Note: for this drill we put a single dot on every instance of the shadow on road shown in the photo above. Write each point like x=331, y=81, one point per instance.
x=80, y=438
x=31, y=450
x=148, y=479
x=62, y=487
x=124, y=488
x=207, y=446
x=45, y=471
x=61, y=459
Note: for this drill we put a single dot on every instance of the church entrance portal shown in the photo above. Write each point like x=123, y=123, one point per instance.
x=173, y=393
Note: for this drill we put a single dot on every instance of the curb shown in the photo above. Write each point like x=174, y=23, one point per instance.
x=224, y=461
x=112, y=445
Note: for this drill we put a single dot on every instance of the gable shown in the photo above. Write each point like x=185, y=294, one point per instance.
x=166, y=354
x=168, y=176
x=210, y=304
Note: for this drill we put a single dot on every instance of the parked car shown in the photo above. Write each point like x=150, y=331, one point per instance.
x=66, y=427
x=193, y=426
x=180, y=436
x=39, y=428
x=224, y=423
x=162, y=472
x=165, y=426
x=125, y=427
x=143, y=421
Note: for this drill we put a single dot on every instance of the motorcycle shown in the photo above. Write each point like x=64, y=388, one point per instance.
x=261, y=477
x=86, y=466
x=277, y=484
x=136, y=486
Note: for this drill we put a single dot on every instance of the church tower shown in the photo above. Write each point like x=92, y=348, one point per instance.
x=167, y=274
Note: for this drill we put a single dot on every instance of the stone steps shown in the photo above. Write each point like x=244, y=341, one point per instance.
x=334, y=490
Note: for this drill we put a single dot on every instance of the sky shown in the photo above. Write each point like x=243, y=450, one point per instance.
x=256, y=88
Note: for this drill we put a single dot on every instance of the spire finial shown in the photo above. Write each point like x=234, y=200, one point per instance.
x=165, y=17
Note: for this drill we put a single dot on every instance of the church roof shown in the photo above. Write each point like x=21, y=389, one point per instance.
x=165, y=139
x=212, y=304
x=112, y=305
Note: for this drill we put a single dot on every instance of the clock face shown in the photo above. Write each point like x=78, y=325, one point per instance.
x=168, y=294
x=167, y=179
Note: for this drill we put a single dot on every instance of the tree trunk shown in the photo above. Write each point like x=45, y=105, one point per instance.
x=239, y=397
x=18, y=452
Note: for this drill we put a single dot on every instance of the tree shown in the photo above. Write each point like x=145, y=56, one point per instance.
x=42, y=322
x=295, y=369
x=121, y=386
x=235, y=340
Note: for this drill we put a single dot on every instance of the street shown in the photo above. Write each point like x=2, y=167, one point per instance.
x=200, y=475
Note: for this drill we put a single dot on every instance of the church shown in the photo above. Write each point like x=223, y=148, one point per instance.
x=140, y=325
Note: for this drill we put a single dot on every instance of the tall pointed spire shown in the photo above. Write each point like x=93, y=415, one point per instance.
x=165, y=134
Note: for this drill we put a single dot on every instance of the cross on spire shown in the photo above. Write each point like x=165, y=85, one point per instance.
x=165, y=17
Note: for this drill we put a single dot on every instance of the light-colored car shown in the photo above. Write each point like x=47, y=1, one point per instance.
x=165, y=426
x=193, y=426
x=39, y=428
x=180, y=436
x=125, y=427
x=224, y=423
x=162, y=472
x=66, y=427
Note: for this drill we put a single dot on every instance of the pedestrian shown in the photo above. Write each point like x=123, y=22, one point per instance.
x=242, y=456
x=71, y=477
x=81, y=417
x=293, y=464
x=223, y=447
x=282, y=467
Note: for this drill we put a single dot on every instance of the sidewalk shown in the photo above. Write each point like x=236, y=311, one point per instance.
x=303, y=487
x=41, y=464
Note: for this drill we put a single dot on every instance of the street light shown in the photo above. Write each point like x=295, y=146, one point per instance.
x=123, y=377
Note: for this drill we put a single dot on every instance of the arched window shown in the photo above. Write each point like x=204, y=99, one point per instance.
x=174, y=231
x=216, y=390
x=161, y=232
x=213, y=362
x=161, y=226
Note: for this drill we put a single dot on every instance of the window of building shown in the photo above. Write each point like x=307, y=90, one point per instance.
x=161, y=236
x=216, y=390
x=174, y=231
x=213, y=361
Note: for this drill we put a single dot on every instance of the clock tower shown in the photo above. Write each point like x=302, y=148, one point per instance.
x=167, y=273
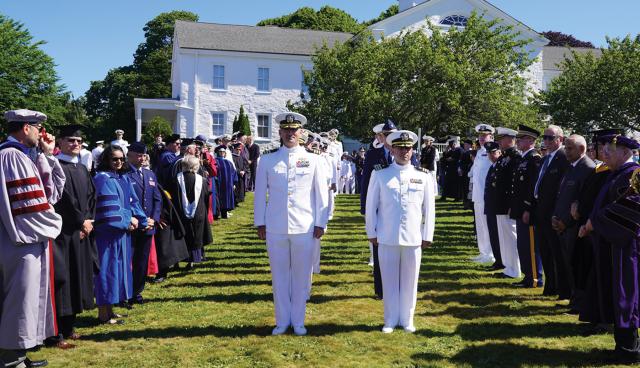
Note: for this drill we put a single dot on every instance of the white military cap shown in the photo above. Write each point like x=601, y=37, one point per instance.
x=506, y=132
x=402, y=138
x=291, y=120
x=485, y=129
x=428, y=138
x=24, y=116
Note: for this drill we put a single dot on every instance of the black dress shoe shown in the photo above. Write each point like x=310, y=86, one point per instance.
x=35, y=363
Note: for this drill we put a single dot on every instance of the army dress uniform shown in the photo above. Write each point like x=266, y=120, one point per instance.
x=400, y=214
x=296, y=189
x=522, y=201
x=507, y=233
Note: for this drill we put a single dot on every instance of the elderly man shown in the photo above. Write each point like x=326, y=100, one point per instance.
x=613, y=224
x=294, y=214
x=32, y=180
x=400, y=220
x=580, y=169
x=478, y=175
x=552, y=170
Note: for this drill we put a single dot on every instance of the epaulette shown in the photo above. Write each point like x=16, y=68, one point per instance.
x=601, y=168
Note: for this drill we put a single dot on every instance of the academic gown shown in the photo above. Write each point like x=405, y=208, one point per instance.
x=227, y=178
x=170, y=241
x=116, y=204
x=75, y=260
x=196, y=227
x=615, y=218
x=241, y=165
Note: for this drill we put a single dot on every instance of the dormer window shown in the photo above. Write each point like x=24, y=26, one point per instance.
x=454, y=20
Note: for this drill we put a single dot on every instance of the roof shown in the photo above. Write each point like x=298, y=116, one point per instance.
x=240, y=38
x=555, y=55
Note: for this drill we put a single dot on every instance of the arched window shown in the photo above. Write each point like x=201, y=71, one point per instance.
x=454, y=20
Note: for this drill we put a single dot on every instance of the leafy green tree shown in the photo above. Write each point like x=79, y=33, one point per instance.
x=110, y=101
x=27, y=74
x=155, y=127
x=443, y=83
x=241, y=122
x=325, y=19
x=599, y=92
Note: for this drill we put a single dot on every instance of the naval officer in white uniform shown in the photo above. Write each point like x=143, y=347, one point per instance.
x=478, y=175
x=290, y=210
x=400, y=219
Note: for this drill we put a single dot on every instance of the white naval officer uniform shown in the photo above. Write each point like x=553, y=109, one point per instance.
x=400, y=213
x=291, y=199
x=478, y=176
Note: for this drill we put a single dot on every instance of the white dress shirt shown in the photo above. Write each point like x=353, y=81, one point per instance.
x=291, y=195
x=400, y=206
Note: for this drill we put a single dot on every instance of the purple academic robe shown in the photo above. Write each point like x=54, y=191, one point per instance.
x=227, y=177
x=616, y=223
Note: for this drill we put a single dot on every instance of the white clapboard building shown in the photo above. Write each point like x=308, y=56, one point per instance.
x=216, y=68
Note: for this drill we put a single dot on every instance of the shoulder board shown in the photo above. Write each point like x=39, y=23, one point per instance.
x=601, y=168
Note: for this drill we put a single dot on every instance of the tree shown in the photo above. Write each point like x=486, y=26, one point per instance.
x=325, y=19
x=565, y=40
x=599, y=92
x=110, y=101
x=157, y=126
x=27, y=74
x=444, y=82
x=241, y=122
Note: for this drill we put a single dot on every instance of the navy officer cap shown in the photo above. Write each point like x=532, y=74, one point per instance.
x=138, y=147
x=389, y=127
x=492, y=146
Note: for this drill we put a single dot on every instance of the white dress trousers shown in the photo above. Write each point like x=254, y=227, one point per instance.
x=509, y=245
x=400, y=268
x=290, y=258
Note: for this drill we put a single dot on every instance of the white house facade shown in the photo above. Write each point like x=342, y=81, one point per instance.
x=216, y=68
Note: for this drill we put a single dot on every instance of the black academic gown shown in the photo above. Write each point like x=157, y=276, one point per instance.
x=75, y=260
x=170, y=245
x=196, y=227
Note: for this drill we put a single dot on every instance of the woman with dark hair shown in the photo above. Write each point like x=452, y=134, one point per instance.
x=118, y=212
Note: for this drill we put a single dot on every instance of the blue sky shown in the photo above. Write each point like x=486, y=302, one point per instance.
x=86, y=38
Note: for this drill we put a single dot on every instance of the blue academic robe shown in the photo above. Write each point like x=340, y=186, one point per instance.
x=116, y=204
x=227, y=177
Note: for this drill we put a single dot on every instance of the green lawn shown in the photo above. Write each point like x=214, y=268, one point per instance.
x=221, y=314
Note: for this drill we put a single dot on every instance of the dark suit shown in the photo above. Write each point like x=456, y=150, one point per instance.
x=546, y=237
x=569, y=192
x=524, y=181
x=145, y=186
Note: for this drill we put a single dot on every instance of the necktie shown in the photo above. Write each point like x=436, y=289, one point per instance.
x=545, y=165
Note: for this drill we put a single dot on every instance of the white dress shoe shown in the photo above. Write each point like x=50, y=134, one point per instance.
x=299, y=330
x=410, y=329
x=279, y=330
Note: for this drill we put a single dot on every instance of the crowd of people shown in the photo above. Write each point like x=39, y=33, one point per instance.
x=562, y=216
x=85, y=229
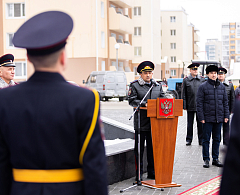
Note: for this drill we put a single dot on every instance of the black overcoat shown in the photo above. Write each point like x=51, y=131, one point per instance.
x=44, y=123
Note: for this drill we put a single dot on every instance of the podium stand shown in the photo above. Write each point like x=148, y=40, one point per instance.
x=164, y=121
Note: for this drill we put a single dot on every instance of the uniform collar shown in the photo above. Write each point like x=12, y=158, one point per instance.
x=46, y=77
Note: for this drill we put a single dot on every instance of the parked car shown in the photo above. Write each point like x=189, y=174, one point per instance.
x=109, y=84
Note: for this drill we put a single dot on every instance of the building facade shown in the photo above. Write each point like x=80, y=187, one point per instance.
x=213, y=48
x=230, y=43
x=107, y=34
x=179, y=41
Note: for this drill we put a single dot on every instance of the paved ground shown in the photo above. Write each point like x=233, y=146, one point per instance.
x=188, y=169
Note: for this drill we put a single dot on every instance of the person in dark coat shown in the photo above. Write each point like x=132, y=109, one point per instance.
x=189, y=94
x=137, y=91
x=231, y=98
x=231, y=170
x=50, y=135
x=7, y=71
x=237, y=92
x=212, y=110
○ ○ ○
Render the rows above from the line containing "y=123, one point per instance." through the line containing "x=143, y=421" as a numbered list, leaving out any blank lines.

1. Note: for this drill we put a single dot on every instance of the church entrance portal shown in the photo above. Write each point like x=123, y=123, one point per instance.
2. x=173, y=393
3. Note: for this drill we put a single dot on every instance of the curb shown in the photo above. Write each point like x=174, y=23, one point per instance.
4. x=224, y=461
5. x=112, y=445
6. Note: for this drill we put a single dot on every instance of the gable shown in the photo above. Write each point like x=185, y=294, one point per instance.
7. x=166, y=354
8. x=168, y=176
9. x=210, y=304
10. Note: for this drill we put a single dot on every instance of the parked car shown in the photo above. Write each point like x=150, y=331, one point per instance.
11. x=66, y=427
12. x=193, y=426
13. x=180, y=436
14. x=39, y=428
15. x=224, y=423
16. x=162, y=472
17. x=165, y=426
18. x=125, y=427
19. x=143, y=421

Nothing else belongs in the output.